**** TEXT BLOCK ****

For many transgender men, the cost of top surgery (removing the breasts) is prohibitive and can take years to save up the funds. In the meantime, they are required to use uncomfortable binders to strap the breasts down so people don’t immediately think “female” when they see them. We have seen many creative ways of people going public with their fundraising tactics, from housecleaning to calendars.
While Genderbands was first created for just that — a man’s effort to fund his top surgery — it has now blossomed into an ongoing project to help raise money for others to pay for their top surgery.
Ian Giles started Genderbands in March 2015.
“I set up a free blog and added PayPal buttons, very grassroots,” he said. “I had almost no money to my name, so I knew I couldn’t afford T-shirts as many guys do for their fundraisers. I found a site that sold silicone wristbands for cheap, in bulk. I used some credit, used a phrase I liked, and bought my first 300 wristbands.”
That phrase was “Pizza rolls, not gender roles.” And while it didn’t cover the full cost of his surgery, it did help.
“I had surgery June 2015 and used credit to pay for it,” he said. “I knew early on that I wanted to continue my fundraising efforts to help others. Many trans guys can’t afford top surgery. I’m friends with many of these guys. I watched as they dealt with deep depression or suicidal thoughts or even attempts because of their severe dysphoria with no hope of surgery. I didn’t have the means to help but I knew I could if Genderbands grew.”
Giles went to work to kick the project into gear with many friends and supporters.
“I was able to add more variety of wristbands, T-shirts, and pins,” he said. “We have plans for more amazing products and fundraising concerts in the future.”
Last November, he started taking applications for his first top surgery grant.
“Our goal for our first grant was $700, a minuscule amount considering the average cost of surgery is $6,000,” he said. “A very successful pride season put us at just over $1,200. I can’t tell you how excited I am for this.”

**** DATA UNDER STUDY ****

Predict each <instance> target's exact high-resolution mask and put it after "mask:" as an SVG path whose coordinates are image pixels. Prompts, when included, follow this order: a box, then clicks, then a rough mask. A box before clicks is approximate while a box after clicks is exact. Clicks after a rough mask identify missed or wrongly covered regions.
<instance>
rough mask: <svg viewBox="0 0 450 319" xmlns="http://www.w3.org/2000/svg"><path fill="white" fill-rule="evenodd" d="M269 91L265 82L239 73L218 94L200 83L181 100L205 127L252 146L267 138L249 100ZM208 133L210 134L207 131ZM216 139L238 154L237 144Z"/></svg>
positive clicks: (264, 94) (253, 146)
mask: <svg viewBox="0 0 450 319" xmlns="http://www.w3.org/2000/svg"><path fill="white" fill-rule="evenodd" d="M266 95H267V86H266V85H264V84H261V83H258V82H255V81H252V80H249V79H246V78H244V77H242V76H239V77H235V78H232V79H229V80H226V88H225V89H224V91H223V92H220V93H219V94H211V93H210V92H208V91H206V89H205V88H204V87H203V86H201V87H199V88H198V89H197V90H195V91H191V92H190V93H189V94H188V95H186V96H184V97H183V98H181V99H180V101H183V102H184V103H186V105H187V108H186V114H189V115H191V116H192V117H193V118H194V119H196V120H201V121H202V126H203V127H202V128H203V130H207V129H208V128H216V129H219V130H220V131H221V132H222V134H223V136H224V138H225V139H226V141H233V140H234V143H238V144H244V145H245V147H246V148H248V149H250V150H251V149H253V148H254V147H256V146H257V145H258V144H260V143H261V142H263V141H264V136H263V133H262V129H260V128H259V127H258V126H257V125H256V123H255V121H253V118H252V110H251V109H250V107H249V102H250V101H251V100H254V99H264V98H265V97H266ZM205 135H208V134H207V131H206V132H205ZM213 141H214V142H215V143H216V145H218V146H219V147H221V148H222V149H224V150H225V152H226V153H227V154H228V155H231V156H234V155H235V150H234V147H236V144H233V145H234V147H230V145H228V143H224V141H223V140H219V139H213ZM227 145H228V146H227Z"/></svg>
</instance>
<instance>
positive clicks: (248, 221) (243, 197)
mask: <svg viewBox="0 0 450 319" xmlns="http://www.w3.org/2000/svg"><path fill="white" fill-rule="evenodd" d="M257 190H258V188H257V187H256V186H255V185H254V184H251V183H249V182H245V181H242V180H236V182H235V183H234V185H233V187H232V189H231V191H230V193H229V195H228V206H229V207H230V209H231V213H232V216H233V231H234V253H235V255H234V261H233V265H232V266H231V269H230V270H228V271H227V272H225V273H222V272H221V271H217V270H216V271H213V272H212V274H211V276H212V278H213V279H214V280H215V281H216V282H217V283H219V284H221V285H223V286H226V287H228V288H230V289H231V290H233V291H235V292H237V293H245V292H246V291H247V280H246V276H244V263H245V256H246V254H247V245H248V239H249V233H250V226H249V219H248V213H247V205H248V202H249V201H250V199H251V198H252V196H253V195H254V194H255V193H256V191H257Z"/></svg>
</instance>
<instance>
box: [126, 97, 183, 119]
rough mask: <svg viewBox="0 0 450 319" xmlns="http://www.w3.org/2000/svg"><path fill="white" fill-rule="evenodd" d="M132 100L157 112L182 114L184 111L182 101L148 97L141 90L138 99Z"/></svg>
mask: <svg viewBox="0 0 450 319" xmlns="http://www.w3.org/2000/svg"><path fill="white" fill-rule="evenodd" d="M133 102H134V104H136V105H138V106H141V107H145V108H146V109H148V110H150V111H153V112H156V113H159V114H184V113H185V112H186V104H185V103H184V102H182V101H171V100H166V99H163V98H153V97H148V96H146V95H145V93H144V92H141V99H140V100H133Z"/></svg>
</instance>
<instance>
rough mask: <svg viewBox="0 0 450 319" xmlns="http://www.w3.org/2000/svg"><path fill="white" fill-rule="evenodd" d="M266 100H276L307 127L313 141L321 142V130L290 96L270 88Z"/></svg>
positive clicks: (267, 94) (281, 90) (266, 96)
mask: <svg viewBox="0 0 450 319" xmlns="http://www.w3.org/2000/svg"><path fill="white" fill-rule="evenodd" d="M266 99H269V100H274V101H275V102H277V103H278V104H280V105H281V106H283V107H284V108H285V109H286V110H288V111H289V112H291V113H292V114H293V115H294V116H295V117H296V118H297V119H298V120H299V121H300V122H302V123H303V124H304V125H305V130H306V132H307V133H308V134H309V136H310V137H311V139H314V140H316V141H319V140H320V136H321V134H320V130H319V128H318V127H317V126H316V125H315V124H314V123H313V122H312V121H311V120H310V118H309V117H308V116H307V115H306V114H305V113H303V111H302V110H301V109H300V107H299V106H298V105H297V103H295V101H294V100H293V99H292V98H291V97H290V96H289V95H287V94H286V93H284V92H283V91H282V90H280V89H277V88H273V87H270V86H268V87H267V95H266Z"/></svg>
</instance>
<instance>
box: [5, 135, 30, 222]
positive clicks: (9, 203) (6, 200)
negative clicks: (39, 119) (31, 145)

****

• [PROBLEM] Can you continue the article about Genderbands above, starting after Ian Giles says how excited he is about the grant total?

• [RESPONSE TO THIS TASK]
He took applications through the end of December and will award the grant in the next month or so.
To grow the project, Genderbands will have a fundraising concert this summer.
“We hope to make it an annual thing. It will feature a few local LGBT musicians, a silent auction, and free food,” Giles said. He is looking for sponsors to help cover the costs so that more of the money collected can go toward the top surgery fund.
Giles has been traveling to regional Pride celebrations, as well as those in the state, and to conferences like Utah Pride Center’s Genderevolution and Affirmation’s annual conference to sell his merchandise and raise money for the grant.
“We are completely volunteer-run. I hope to eventually get Genderbands to a point that we can pay our hard workers,” he said.
Currently, Genderbands has two kinds of T-shirts, two wristband designs, pronoun and pride flag pins, and an LGBT coloring book. All are available online at genderbands.org.
“We are working on three more products, one of which is a top surgery care package. Our grant winner will receive our first one, before they are even available to the public,” he said.
For the incredible amount of work that Giles puts into the project to help members of the transgender community, QSaltLake thanks him as a person who “Makes it Better.”